Data shown >>
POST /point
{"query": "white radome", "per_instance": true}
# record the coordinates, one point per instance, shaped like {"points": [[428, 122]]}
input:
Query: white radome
==
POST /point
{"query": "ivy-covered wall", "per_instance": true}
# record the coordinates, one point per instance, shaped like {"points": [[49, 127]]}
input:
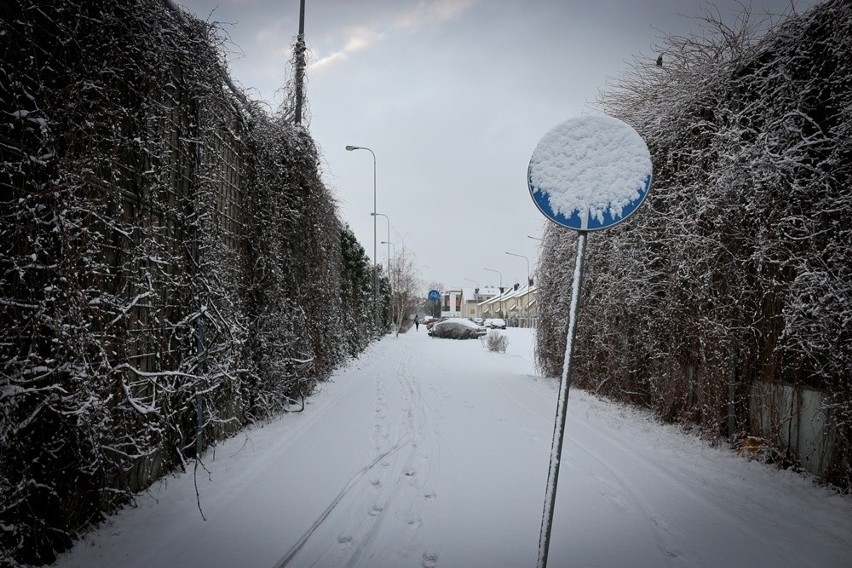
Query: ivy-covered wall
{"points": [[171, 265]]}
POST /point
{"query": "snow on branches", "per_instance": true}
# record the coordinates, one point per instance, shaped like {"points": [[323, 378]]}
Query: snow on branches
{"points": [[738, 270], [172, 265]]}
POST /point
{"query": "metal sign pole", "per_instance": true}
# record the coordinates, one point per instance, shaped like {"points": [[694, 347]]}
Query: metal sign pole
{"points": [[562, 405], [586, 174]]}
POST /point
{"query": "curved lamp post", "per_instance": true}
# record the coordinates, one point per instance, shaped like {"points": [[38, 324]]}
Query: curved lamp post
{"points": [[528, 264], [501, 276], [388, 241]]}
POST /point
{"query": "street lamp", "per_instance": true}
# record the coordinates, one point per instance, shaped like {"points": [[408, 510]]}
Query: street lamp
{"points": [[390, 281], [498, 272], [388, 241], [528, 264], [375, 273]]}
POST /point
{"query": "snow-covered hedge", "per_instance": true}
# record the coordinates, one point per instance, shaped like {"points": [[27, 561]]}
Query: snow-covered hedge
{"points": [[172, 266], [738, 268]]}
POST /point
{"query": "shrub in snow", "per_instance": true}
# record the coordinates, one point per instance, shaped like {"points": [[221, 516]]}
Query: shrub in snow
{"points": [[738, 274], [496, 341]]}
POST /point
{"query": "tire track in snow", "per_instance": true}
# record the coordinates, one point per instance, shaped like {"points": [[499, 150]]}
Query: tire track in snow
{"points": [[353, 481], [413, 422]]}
---
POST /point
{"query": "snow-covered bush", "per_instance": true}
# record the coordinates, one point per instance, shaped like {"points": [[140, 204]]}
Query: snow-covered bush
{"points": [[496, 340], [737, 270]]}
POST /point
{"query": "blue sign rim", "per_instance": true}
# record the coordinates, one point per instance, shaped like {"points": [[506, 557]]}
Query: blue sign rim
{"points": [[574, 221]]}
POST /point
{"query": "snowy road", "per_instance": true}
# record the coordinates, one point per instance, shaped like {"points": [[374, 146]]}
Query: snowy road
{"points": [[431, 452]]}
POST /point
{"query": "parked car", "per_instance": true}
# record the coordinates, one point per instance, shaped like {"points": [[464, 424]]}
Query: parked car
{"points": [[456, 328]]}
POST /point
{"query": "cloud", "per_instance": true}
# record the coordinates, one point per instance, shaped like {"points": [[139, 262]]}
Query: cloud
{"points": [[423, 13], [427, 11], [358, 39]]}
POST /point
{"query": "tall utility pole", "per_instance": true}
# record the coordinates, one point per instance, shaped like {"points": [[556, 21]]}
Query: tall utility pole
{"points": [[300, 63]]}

Work to complete >> Review the material and copy each line in which the word "white" appears.

Result >>
{"query": "white radome", "per_instance": true}
Query: white radome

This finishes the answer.